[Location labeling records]
──────────

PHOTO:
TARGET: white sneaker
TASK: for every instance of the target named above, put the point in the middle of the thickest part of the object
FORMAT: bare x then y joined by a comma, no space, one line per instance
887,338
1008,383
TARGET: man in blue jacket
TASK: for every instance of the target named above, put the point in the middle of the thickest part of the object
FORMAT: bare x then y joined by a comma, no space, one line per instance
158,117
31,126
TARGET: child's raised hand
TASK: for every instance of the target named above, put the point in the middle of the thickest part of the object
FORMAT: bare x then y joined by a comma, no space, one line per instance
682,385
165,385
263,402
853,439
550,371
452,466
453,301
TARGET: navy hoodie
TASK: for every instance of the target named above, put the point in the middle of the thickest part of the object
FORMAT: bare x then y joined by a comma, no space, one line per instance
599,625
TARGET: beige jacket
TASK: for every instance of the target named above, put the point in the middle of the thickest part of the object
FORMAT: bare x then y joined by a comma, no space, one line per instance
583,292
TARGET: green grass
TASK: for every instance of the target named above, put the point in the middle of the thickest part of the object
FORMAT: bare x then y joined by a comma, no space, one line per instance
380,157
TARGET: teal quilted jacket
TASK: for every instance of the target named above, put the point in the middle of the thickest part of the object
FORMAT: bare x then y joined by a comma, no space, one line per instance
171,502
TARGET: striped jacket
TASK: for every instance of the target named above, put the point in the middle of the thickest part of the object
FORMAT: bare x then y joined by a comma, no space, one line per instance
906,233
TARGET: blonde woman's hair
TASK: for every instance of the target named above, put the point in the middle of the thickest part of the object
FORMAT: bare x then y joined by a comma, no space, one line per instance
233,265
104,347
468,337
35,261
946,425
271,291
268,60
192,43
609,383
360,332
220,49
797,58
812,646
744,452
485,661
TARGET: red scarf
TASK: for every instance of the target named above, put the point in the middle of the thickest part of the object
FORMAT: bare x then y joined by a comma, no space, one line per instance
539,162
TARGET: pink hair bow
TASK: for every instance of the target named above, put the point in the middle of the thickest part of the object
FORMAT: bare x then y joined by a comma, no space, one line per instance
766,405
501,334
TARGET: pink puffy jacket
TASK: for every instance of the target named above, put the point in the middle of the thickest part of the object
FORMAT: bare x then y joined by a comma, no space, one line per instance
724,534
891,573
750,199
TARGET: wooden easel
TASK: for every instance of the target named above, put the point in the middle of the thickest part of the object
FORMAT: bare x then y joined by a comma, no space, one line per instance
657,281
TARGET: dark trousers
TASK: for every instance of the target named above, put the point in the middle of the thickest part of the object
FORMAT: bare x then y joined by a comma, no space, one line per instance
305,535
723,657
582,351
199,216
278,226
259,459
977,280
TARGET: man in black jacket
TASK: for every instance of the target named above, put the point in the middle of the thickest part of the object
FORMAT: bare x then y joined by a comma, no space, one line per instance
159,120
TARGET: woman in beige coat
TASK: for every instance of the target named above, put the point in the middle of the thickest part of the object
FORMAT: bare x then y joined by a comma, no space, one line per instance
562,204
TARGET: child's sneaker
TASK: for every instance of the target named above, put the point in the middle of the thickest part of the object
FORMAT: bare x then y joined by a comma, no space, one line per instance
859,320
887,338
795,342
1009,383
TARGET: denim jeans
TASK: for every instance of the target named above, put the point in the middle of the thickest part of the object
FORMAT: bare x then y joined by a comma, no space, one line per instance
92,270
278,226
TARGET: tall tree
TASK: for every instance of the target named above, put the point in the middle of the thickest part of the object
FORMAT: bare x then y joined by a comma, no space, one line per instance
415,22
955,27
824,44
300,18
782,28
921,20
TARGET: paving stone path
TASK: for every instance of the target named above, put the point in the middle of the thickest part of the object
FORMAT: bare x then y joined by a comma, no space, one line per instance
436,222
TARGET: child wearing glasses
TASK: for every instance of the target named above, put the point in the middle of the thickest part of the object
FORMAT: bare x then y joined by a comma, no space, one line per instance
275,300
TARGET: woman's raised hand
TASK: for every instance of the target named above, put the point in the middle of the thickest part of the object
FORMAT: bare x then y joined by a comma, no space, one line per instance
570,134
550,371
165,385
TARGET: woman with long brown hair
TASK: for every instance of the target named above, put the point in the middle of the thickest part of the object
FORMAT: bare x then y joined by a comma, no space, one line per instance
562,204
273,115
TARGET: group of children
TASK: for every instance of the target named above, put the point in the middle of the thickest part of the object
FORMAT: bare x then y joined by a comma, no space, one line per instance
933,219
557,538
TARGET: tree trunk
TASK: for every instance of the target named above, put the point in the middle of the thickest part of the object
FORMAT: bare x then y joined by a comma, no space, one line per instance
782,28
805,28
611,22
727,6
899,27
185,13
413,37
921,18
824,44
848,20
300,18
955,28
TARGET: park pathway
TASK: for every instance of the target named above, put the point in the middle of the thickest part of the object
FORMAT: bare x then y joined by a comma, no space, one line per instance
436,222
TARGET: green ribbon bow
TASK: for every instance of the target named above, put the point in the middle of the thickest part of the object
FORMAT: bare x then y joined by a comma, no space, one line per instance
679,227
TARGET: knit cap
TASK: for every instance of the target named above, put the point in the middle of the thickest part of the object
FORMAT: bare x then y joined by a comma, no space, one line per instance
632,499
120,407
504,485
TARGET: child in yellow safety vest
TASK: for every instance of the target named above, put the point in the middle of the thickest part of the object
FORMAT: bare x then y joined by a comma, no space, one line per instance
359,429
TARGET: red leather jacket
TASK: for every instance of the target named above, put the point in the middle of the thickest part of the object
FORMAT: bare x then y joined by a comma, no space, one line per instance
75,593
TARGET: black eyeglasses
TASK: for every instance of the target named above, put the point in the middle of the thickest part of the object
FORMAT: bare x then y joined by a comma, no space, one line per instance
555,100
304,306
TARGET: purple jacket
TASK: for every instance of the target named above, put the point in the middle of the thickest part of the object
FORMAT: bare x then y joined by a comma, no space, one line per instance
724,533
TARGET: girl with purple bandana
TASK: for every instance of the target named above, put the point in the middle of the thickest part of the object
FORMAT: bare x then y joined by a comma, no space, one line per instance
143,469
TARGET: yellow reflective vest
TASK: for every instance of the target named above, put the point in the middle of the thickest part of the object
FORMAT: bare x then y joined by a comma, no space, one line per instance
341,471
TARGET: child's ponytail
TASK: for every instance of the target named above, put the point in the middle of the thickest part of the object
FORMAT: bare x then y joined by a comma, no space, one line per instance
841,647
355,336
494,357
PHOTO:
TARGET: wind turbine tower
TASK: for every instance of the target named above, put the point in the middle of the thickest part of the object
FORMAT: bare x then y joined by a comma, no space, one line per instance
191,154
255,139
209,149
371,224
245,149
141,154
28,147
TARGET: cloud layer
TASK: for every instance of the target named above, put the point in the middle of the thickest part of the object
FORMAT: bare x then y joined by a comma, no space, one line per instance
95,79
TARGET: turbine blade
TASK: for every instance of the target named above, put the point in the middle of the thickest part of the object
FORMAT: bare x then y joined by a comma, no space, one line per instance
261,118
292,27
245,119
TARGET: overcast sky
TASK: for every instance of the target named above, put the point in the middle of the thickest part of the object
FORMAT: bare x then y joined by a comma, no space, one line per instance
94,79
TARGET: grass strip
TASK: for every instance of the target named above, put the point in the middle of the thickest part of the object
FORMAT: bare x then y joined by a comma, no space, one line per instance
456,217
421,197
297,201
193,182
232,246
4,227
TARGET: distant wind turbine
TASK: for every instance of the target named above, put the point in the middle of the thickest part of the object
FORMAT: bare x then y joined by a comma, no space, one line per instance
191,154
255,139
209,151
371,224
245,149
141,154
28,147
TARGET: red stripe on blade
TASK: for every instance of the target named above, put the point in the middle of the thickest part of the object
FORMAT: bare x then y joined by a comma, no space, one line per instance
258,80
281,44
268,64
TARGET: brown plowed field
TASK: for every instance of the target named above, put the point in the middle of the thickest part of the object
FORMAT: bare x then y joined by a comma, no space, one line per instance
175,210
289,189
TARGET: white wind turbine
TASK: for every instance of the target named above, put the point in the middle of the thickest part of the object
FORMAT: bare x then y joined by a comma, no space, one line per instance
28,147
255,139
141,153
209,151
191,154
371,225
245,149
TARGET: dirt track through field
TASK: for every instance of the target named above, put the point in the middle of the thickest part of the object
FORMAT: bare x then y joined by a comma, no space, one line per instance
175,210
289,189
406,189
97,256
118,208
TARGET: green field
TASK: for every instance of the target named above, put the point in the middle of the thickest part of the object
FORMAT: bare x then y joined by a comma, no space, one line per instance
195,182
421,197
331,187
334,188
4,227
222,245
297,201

──────────

▸ **GOAL**:
Give back exactly the lines from the line containing "TARGET: dirt track through field" to the end of the entries, and no other lines.

▸ **ANSWER TO THIS EXERCISE**:
TARGET: dirt track through field
TASK: for every instance of the target named above, put the point in the middle of the thickest part of the object
FORMAT: bare x then y joined by a comma, no space, one line per instance
175,210
289,189
406,189
97,256
118,208
TARGET: green field
TASK: for every instance of the target named above, put the point in the middle of the thickest part of the object
FORMAT: bare x then y joined by a comma, no space, one line per instance
195,182
421,197
331,187
334,188
4,227
222,245
297,201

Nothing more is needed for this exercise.